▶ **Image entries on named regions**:

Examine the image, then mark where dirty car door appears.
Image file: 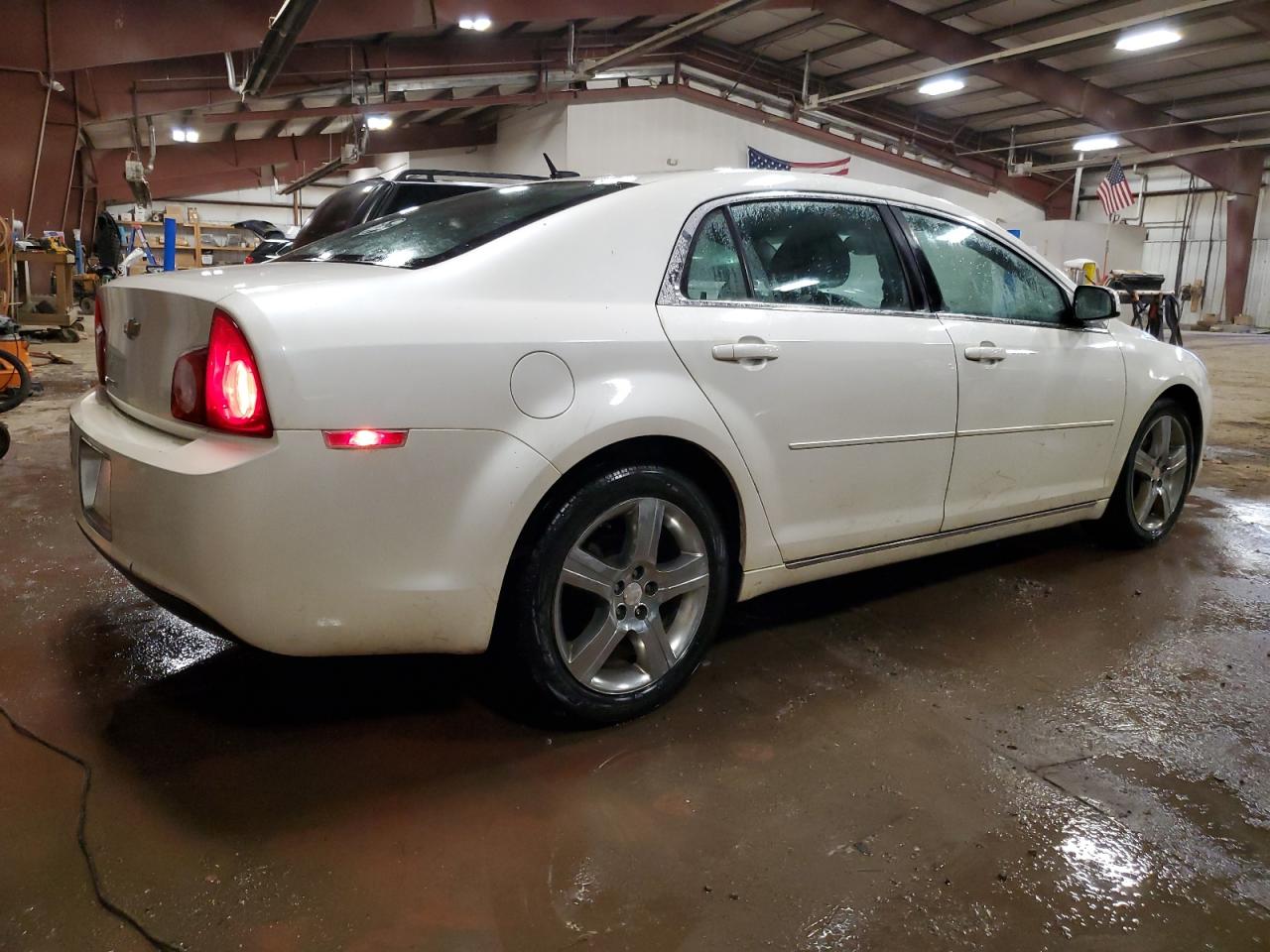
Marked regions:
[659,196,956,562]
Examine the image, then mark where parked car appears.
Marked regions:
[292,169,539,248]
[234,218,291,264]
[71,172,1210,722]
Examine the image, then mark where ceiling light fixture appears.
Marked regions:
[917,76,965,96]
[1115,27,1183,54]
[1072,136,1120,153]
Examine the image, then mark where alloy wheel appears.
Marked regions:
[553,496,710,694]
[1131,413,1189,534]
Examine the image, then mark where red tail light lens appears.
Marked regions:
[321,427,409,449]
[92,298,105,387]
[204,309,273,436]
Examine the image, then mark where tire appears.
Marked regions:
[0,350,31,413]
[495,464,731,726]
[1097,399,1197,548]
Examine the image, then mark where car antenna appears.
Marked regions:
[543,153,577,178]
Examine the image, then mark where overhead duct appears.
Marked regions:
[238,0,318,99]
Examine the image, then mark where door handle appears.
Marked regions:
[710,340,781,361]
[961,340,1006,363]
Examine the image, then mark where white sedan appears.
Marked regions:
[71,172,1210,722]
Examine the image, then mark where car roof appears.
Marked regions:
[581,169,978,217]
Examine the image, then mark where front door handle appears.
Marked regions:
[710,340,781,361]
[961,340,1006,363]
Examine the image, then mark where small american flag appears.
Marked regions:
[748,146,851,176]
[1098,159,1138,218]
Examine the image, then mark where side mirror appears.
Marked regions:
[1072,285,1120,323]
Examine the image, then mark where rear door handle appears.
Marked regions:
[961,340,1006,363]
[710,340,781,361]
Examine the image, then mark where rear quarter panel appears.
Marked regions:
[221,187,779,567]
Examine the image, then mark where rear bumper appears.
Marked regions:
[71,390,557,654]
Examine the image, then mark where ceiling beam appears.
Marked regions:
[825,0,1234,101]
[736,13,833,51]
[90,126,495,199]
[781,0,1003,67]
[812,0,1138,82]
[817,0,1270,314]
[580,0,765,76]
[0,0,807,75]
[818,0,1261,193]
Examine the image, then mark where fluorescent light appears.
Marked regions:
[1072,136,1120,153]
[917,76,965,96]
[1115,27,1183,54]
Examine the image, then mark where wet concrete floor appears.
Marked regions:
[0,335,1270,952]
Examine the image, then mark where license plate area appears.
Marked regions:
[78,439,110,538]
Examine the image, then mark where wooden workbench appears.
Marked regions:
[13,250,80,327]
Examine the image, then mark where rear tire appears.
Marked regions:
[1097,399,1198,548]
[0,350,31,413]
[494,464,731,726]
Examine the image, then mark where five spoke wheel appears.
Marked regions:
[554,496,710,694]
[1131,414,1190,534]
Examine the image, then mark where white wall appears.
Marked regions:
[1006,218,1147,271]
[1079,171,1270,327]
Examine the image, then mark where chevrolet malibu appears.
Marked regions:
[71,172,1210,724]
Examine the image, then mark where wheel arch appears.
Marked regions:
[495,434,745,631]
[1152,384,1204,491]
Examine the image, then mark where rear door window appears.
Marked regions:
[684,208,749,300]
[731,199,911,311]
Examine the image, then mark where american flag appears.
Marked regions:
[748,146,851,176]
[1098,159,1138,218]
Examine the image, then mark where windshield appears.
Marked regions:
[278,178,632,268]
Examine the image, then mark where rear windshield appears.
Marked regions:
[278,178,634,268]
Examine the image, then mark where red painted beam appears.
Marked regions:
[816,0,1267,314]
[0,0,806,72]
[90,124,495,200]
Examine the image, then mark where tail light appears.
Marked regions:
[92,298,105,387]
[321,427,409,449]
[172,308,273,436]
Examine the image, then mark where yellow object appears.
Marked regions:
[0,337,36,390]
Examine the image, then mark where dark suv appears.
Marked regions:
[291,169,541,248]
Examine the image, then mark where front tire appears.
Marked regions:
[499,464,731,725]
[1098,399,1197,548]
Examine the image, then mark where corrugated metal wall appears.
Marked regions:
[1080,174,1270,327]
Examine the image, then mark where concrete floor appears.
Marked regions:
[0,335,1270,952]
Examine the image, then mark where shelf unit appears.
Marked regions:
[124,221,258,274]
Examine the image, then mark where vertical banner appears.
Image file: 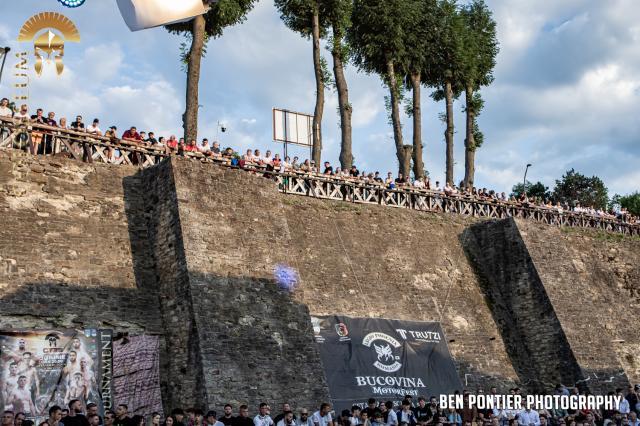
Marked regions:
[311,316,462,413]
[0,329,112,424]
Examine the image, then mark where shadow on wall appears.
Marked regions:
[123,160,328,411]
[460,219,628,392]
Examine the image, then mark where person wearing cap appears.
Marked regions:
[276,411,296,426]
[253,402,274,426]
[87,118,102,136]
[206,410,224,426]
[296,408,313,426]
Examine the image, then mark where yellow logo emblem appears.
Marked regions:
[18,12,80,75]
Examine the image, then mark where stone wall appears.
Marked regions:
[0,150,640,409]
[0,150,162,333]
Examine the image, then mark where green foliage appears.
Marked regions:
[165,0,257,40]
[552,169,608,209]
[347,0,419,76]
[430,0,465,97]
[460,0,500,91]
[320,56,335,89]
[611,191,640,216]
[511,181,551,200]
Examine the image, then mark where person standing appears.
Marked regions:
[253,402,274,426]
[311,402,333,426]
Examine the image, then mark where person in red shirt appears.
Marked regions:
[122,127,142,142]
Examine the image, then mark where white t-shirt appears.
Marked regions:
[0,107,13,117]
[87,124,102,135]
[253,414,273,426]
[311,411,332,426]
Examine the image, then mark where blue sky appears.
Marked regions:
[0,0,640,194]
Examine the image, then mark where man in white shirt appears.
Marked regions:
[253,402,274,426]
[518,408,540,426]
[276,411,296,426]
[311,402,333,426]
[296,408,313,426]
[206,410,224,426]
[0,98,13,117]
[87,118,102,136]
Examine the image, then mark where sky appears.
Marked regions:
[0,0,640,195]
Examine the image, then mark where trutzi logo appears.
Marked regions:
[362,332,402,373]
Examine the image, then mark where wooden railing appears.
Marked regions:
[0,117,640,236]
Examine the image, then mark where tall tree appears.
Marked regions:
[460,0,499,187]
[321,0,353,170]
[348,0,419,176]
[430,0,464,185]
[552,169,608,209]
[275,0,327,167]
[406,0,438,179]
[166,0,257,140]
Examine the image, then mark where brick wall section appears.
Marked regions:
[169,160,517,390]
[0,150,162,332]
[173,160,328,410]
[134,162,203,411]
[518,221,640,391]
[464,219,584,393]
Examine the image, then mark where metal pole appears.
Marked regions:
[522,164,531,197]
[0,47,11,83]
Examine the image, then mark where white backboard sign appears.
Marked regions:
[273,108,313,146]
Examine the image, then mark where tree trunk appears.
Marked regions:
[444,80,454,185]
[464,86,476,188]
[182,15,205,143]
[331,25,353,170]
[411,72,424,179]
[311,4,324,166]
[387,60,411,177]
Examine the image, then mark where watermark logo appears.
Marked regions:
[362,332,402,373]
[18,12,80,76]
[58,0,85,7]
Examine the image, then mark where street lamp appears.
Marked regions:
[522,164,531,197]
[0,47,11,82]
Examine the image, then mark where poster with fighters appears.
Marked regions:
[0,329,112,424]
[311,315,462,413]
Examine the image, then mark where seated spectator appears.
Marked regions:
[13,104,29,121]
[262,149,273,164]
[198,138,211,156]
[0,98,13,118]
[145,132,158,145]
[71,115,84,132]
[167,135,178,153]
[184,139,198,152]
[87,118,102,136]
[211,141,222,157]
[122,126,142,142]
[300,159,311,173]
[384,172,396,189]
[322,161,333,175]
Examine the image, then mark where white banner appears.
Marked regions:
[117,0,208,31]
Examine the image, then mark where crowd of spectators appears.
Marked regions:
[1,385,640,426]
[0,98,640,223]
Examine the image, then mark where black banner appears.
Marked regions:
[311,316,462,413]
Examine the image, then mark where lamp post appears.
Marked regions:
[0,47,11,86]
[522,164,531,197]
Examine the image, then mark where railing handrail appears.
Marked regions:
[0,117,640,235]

▶ **Direction**: Copy the records exactly, starting with the line that contains "Examine the image, then mark where car roof" and ending with the line that contains "[818,0,1261,193]", including both of those lines.

▶ **Worked answer**:
Examine the image, then mark where car roof appears.
Marked regions:
[581,169,978,217]
Examine the image, then mark where front door handle appears.
Marked regions:
[710,340,781,361]
[961,340,1006,363]
Examine the image, then mark where small american flag appears.
Marked regions:
[748,146,851,176]
[1098,159,1138,218]
Examine the image, then mark where side mirror appears.
Marked regions:
[1072,285,1120,323]
Examine the image, then mark where rear door handle appears.
Marked regions:
[961,340,1006,363]
[710,340,781,361]
Examine the image, then mark where rear quarter panel appears.
Marked regions:
[221,187,779,567]
Examine the image, then mark where rear bumper appears.
Marked regions:
[71,390,557,654]
Examine the image, then mark where ceiling beam appears.
Marked regions:
[825,0,1234,101]
[736,13,833,51]
[90,126,495,199]
[781,0,1003,67]
[812,0,1138,82]
[817,0,1270,314]
[580,0,765,76]
[0,0,807,75]
[818,0,1261,193]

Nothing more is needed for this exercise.